- Opening Delimiter -
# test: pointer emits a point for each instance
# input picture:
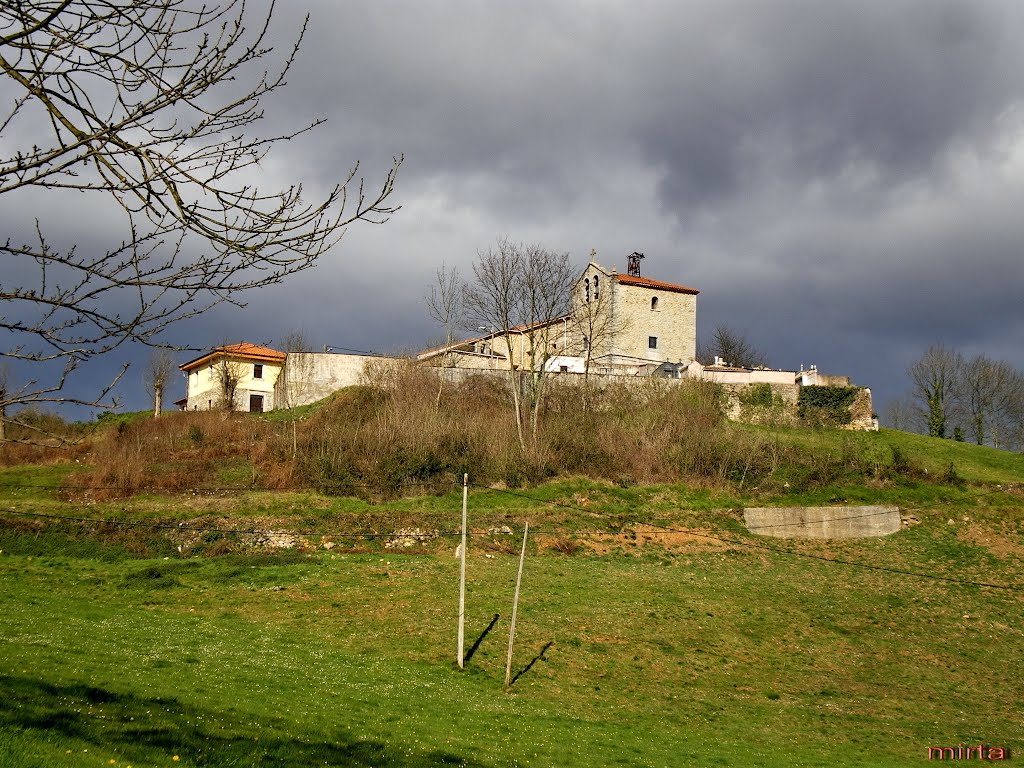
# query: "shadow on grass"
(534, 660)
(150, 729)
(472, 650)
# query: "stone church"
(616, 324)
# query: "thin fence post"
(462, 572)
(515, 607)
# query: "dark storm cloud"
(841, 179)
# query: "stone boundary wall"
(822, 522)
(308, 377)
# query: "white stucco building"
(255, 369)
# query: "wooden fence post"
(462, 572)
(515, 606)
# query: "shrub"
(820, 406)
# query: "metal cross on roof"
(634, 263)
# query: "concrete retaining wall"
(822, 522)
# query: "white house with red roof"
(254, 371)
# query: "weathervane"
(634, 263)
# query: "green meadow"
(636, 643)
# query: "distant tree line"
(978, 398)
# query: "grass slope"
(644, 648)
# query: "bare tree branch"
(143, 103)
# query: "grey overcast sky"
(842, 180)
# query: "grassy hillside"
(680, 655)
(637, 644)
(227, 591)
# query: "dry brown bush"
(393, 435)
- Closing Delimiter -
→ Your instructions:
Reproduce the records in full, exactly as they appear, and show none of the pictures.

→ Answer section:
# test: pointer emits a point for each instance
# input picture:
# query: "shadow on grass"
(534, 660)
(150, 729)
(472, 650)
# query: "stone church"
(616, 324)
# query: "thin fence post"
(462, 572)
(515, 607)
# query: "dark storm cloud"
(841, 179)
# query: "stone boundary wall"
(822, 522)
(308, 377)
# query: "white stucco building"
(255, 369)
# query: "wooden fence post"
(462, 572)
(515, 606)
# query: "shrub"
(820, 406)
# query: "metal cross on roof"
(634, 263)
# query: "concrete retaining wall"
(822, 522)
# query: "white house with red roof"
(254, 371)
# query: "weathervane"
(634, 263)
# query: "green meadow"
(636, 643)
# query: "distant tree line"
(978, 398)
# query: "grass slope"
(644, 648)
# query: "bare tree branch"
(143, 103)
# query: "grey overcast sky"
(842, 180)
# query: "grassy hillside"
(680, 655)
(637, 644)
(227, 591)
# query: "dry brown bush"
(393, 435)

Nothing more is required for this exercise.